* PROVIDED PASSAGE
%%
Express & Star

Peter Rhodes on the worst crime in Westminster, the Queen's view on Brexit and the Salisbury bottle - Exhibit A

A second referendum?

Published
Warm, isn't it?

DENOUNCING the Government's Brexit white paper as a fudge, former education secretary Justine Greening calls for a second referendum. Yup, that's just what we need. A second vote would have the immediate, decisive, positive and conclusive effect of turning a compromisy sort of fudge into a fudgy sort of compromise.

TORY minister Andrew Griffiths sent 2,000 sexual text messages to a barmaid and her friend and has resigned for the only unforgivable sin in Parliament - getting found out. We can only wonder how someone so stupid was selected as a candidate in the first place. It's not that politics brings out the worst in people. Sometimes politics simply brings out the worst people.

SHOCK, horror! In a massive, world-shaking, epoch-ending and possibly catastrophic breach of protocol, Donald Trump has revealed that, in a private conversation, the Queen described Brexit as "a very complex problem." In the same conversation, Her Majesty apparently expressed the view that it was rather warm, that the Pope, in all probability, is a Catholic and that bears tend to defecate in forested areas. Hold the front page.
%%
* RECORDED DATA
%%
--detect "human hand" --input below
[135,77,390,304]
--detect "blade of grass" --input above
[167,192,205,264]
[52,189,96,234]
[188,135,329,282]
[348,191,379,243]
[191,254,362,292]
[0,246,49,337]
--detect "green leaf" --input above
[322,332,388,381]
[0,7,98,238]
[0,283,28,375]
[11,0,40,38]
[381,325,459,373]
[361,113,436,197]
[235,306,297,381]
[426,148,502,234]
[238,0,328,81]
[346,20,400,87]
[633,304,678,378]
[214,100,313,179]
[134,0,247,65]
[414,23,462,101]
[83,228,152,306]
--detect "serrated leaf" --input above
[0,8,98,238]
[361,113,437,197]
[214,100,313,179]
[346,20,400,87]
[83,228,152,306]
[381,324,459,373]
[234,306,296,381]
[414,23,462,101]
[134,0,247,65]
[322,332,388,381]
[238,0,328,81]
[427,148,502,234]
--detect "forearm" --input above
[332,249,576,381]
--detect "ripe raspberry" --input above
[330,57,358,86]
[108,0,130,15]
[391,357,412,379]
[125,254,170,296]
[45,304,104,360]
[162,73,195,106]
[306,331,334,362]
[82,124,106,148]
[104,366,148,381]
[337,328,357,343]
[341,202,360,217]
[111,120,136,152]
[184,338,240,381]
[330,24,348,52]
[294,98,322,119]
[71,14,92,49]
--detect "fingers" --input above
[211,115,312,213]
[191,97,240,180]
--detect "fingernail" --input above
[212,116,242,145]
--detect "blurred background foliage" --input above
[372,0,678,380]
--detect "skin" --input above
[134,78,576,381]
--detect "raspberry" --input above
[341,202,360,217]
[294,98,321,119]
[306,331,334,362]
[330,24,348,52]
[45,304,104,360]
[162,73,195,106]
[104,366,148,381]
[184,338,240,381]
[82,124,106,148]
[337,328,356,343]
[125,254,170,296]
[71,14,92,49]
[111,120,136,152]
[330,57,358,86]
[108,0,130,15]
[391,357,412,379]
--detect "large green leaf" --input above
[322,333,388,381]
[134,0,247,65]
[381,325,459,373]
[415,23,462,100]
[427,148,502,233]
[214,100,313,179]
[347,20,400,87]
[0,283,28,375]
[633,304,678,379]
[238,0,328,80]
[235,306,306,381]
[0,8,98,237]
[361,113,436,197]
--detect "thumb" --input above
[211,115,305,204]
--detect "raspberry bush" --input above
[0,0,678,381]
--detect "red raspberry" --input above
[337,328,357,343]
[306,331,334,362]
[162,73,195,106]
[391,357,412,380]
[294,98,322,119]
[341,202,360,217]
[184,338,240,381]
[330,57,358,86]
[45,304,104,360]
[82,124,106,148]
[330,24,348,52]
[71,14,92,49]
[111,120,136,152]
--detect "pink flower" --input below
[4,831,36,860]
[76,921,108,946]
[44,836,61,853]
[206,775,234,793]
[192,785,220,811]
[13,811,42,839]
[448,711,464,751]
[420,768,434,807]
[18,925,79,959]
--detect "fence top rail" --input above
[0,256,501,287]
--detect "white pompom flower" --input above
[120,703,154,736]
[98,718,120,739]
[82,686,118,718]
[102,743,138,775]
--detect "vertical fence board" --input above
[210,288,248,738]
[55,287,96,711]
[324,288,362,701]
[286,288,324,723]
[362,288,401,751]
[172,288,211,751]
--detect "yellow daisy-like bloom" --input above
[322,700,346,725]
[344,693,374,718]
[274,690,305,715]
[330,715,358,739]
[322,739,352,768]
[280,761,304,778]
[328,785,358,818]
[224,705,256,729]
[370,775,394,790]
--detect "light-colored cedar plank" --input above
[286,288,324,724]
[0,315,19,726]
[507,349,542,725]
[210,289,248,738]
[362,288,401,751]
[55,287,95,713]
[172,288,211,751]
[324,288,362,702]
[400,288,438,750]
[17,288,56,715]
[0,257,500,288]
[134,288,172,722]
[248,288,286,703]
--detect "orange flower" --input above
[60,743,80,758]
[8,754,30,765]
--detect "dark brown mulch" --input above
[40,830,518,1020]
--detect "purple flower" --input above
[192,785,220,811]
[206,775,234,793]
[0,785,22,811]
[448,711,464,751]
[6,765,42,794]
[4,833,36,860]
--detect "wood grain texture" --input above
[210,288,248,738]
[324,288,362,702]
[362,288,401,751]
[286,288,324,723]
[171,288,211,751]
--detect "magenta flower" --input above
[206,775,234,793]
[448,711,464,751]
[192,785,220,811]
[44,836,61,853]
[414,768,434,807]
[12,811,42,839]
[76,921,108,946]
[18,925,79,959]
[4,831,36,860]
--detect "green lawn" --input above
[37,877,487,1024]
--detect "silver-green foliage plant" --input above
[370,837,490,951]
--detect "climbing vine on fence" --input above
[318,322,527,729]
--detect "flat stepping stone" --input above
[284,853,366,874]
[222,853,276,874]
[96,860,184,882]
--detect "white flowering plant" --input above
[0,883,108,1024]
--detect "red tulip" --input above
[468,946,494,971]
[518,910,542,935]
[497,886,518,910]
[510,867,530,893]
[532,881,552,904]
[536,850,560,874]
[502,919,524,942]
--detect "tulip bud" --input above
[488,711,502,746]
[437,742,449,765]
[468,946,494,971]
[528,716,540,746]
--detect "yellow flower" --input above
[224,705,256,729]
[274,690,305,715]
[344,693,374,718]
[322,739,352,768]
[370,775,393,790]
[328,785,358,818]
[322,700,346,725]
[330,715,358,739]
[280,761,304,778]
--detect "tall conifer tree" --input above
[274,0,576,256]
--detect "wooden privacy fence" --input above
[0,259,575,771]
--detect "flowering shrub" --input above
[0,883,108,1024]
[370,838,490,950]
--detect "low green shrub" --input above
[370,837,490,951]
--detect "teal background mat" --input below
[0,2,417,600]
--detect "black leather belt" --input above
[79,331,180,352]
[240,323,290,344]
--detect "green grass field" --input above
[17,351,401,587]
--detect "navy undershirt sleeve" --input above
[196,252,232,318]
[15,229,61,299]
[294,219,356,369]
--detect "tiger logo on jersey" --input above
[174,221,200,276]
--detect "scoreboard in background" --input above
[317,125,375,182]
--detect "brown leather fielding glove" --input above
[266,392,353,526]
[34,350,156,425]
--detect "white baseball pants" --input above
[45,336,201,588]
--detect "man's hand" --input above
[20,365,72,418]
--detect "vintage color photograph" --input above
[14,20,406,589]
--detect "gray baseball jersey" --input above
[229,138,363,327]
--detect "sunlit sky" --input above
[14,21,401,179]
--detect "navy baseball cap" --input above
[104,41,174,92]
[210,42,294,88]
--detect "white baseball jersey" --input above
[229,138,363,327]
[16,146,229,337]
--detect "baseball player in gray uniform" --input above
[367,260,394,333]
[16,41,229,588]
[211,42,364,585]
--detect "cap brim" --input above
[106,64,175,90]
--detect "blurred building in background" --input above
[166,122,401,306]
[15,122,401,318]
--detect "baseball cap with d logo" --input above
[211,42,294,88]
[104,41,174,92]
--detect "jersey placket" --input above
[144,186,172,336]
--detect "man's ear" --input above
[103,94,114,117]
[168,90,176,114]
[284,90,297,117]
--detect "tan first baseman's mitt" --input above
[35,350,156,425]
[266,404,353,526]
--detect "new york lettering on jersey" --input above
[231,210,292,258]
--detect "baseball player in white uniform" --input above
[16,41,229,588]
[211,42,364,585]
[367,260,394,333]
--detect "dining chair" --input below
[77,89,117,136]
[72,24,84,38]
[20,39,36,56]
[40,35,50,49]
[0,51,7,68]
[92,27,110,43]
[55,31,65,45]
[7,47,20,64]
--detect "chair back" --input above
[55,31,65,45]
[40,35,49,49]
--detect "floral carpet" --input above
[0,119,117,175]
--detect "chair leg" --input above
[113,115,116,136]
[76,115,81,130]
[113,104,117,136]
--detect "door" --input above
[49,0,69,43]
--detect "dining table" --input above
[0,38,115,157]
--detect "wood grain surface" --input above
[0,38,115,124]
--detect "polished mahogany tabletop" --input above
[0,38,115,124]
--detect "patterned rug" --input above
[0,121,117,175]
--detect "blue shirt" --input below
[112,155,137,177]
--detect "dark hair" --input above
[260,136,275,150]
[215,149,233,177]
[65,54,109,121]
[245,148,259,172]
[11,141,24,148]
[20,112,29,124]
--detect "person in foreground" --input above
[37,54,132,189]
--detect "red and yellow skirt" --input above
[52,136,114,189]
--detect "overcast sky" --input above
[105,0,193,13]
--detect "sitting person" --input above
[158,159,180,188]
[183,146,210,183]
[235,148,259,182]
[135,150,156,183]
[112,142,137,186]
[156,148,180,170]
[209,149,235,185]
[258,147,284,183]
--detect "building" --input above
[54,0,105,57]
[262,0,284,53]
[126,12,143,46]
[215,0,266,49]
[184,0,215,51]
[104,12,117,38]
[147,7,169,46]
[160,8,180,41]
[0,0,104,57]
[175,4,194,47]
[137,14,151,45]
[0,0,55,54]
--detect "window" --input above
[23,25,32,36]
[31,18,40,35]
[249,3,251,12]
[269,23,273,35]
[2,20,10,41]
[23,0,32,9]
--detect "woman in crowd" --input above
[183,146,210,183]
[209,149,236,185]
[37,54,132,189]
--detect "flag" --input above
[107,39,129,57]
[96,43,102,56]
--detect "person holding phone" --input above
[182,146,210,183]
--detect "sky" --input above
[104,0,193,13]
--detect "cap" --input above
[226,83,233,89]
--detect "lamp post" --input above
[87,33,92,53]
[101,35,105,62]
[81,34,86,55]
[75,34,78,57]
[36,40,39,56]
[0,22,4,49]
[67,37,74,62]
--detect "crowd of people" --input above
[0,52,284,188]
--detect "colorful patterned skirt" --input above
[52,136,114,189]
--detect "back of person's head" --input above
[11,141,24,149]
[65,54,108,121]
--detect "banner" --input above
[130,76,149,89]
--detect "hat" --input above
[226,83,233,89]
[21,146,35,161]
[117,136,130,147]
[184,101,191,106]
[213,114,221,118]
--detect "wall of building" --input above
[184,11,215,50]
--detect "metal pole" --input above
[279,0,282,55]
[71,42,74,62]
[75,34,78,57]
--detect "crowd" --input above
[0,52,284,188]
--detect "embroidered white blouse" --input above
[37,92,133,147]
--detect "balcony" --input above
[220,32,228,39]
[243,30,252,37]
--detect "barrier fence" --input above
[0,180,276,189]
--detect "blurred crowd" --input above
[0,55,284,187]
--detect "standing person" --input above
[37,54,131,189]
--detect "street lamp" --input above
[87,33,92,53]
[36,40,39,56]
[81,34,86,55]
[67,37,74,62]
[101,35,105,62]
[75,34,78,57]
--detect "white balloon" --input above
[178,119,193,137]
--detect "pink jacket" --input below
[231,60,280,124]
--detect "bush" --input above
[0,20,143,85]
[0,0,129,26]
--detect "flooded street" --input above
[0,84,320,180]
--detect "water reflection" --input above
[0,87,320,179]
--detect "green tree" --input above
%%
* ACTIVITY
Extract from the Peter Rhodes column the part starting with "A second referendum?" and going on through "the worst people.", copying it word for word.

* REPLY
A second referendum?

Published
Warm, isn't it?

DENOUNCING the Government's Brexit white paper as a fudge, former education secretary Justine Greening calls for a second referendum. Yup, that's just what we need. A second vote would have the immediate, decisive, positive and conclusive effect of turning a compromisy sort of fudge into a fudgy sort of compromise.

TORY minister Andrew Griffiths sent 2,000 sexual text messages to a barmaid and her friend and has resigned for the only unforgivable sin in Parliament - getting found out. We can only wonder how someone so stupid was selected as a candidate in the first place. It's not that politics brings out the worst in people. Sometimes politics simply brings out the worst people.